# [AIM]
Write the lines below as a JSON list of strings, with one string for each line and any blank lines omitted.

# [RECORDS SHOWN]
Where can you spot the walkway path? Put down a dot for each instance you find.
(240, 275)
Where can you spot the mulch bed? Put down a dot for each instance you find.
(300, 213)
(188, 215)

# [EXPECTED OUTPUT]
[
  "Where can you spot the walkway path? Put down a dot for each instance you find.",
  "(240, 275)",
  "Where can you spot the mulch bed? Put down a dot for each instance you find.",
  "(300, 213)",
  "(188, 215)"
]